WHAT TO WORK ON
Express every line of the listing below as a Markdown table with the columns Row and Line, numbering the rows and omitting blank lines.

######

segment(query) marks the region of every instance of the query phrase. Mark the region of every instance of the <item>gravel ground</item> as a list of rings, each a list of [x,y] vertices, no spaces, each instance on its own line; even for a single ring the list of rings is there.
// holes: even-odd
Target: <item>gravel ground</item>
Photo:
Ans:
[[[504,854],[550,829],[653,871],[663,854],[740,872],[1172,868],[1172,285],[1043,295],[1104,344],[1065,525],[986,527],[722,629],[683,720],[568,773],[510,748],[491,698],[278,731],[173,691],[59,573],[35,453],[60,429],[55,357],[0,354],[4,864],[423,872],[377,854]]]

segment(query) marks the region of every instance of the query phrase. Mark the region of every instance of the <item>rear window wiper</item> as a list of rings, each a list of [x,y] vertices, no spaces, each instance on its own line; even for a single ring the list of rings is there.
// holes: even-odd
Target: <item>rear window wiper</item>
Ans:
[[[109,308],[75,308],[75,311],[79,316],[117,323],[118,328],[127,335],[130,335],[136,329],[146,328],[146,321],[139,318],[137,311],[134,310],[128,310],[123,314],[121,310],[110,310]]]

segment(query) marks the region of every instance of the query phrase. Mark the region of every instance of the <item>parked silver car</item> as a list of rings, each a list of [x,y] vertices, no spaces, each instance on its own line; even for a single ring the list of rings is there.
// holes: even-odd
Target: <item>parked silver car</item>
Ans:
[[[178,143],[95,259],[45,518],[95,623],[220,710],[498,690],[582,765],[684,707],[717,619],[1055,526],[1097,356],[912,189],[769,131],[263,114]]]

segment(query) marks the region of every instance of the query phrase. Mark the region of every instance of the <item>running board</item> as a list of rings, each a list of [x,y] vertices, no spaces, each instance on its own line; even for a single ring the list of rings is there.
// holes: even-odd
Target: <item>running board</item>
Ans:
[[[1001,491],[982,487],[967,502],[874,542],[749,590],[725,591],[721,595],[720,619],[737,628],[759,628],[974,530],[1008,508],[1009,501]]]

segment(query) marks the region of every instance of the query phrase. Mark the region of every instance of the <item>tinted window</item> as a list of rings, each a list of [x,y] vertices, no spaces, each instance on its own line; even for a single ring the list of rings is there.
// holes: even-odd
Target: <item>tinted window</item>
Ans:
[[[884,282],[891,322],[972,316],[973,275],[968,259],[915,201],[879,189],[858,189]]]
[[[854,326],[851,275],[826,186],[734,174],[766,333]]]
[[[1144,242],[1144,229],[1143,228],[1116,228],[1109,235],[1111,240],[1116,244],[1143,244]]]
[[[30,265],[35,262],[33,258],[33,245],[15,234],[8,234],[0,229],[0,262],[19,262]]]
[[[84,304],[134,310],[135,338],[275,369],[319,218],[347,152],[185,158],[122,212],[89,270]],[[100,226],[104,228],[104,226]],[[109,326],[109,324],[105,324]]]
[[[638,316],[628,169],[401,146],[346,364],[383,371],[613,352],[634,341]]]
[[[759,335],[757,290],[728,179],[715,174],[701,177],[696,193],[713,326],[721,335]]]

######

THE RESPONSE
| Row | Line |
|---|---|
| 1 | segment(query) marks the region of every instance of the query phrase. Mark the region of every instance of the <item>gravel ground</item> as a list of rings, each a list of [x,y] vertices, no spaces, each instance on its own line; even for a single ring the list of rings is there. |
| 2 | // holes: even-odd |
| 3 | Target: <item>gravel ground</item> |
| 4 | Photo: |
| 5 | Ans: |
| 6 | [[[504,854],[550,829],[653,871],[663,854],[740,872],[1172,868],[1172,285],[1043,295],[1104,344],[1065,525],[986,527],[722,629],[683,720],[568,773],[510,748],[491,698],[278,731],[173,691],[59,573],[35,453],[60,429],[55,357],[0,354],[4,864],[423,872],[377,854]]] |
| 7 | segment(query) marks the region of every instance of the query phrase. Mark the region of every instance of the <item>rear window wiper</item> as a list of rings, each a list of [x,y] vertices, no spaces, each instance on its own line; even for a single ring the list of rings is there. |
| 8 | // holes: even-odd |
| 9 | Target: <item>rear window wiper</item> |
| 10 | Ans: |
| 11 | [[[109,308],[75,308],[75,311],[79,316],[117,323],[118,328],[127,335],[130,335],[136,329],[146,328],[146,321],[139,318],[137,311],[134,310],[128,310],[123,314],[121,310],[110,310]]] |
| 12 | segment(query) marks the region of every instance of the query phrase. Mark the region of every instance of the <item>parked silver car</item> as a list of rings, each a list of [x,y] vertices, no spaces, each instance on its own line; even for a single ring the list of rings is there. |
| 13 | // holes: even-odd |
| 14 | Target: <item>parked silver car</item> |
| 15 | Ans: |
| 16 | [[[178,143],[95,259],[45,518],[95,623],[220,710],[498,690],[582,765],[684,707],[717,619],[1055,526],[1097,356],[912,189],[769,131],[263,114]]] |
| 17 | segment(query) marks the region of every instance of the query phrase. Mark the region of every instance of the <item>running board</item> as a list of rings, each a list of [x,y] vertices, no spaces, each instance on its own line; even for a single ring the list of rings is there. |
| 18 | // holes: even-odd |
| 19 | Target: <item>running board</item> |
| 20 | Ans: |
| 21 | [[[1001,491],[982,487],[967,502],[874,542],[749,590],[725,591],[721,595],[720,619],[737,628],[759,628],[974,530],[1008,508],[1009,501]]] |
| 22 | segment(query) marks the region of every instance of the query phrase. Mark the region of every instance of the <item>tinted window</item> as a list of rings, each a list of [x,y] vertices, no spaces, each instance on its own line; even for a single ring the list of rings is there. |
| 23 | // holes: even-odd |
| 24 | Target: <item>tinted window</item> |
| 25 | Ans: |
| 26 | [[[884,282],[891,322],[972,316],[973,275],[968,259],[915,201],[879,189],[858,189]]] |
| 27 | [[[854,326],[851,275],[826,186],[734,174],[766,333]]] |
| 28 | [[[1144,242],[1144,229],[1143,228],[1116,228],[1109,235],[1111,240],[1116,244],[1143,244]]] |
| 29 | [[[30,265],[35,262],[33,258],[33,245],[15,234],[8,234],[0,229],[0,262],[19,262]]] |
| 30 | [[[84,304],[134,310],[135,338],[275,369],[319,218],[347,152],[185,158],[122,212],[89,270]],[[100,226],[104,228],[104,226]],[[109,326],[109,324],[105,324]]] |
| 31 | [[[638,316],[628,169],[401,146],[346,364],[383,371],[613,352],[634,341]]] |
| 32 | [[[759,335],[757,290],[728,179],[715,174],[701,177],[696,193],[713,326],[721,335]]] |